[Begin Listed records]
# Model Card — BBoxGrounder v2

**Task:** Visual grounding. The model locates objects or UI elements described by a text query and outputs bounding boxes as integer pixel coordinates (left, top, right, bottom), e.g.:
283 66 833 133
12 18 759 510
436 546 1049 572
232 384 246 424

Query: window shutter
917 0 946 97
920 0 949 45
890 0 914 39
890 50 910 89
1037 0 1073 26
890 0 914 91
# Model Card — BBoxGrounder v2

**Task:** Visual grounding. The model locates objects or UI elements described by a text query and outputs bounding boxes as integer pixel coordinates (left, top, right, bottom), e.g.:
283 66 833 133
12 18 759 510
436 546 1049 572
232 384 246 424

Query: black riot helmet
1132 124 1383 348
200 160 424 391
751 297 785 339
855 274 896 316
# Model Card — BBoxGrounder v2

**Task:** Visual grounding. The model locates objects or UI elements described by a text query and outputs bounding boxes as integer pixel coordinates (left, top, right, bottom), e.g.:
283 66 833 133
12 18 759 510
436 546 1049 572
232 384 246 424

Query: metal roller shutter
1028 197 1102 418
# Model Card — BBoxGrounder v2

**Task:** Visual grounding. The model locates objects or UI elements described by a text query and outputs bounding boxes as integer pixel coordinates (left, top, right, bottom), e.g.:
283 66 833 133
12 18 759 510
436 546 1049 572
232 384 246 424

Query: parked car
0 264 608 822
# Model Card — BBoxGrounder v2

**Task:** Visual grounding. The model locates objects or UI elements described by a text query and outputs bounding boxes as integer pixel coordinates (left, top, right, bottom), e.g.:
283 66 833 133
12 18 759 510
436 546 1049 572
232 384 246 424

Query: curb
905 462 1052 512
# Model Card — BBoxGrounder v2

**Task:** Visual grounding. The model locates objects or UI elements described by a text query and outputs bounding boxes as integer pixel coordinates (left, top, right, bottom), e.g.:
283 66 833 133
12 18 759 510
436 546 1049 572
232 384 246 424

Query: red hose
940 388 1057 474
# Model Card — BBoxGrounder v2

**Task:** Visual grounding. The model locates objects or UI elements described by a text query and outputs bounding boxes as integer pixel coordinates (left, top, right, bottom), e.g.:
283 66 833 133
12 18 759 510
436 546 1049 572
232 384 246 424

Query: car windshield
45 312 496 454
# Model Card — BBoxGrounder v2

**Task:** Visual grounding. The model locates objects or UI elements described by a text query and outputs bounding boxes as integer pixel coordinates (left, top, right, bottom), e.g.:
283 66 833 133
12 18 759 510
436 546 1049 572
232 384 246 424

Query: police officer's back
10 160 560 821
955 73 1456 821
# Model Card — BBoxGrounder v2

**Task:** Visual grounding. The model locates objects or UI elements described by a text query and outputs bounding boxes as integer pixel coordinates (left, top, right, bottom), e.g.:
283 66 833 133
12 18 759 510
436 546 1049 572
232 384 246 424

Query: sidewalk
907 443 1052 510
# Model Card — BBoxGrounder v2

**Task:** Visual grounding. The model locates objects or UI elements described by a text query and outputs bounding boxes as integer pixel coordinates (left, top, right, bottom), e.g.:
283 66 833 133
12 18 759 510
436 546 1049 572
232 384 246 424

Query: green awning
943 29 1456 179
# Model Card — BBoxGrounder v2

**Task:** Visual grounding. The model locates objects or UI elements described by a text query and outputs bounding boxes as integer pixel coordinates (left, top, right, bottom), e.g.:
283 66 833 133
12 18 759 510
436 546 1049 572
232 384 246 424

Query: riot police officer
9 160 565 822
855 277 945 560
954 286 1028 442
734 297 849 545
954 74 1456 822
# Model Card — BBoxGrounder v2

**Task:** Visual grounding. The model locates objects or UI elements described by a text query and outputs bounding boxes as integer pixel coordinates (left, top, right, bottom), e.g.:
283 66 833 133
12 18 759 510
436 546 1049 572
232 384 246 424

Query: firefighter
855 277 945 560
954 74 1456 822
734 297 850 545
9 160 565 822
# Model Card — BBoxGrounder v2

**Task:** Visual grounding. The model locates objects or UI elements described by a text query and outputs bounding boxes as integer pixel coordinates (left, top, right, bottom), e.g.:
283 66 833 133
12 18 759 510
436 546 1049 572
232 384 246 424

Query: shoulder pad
[End Listed records]
* Instruction: Pull out every line in the records above that contains the word "officer", and copy each one as it appears.

* Finished task:
Query: police officer's back
Query: riot police officer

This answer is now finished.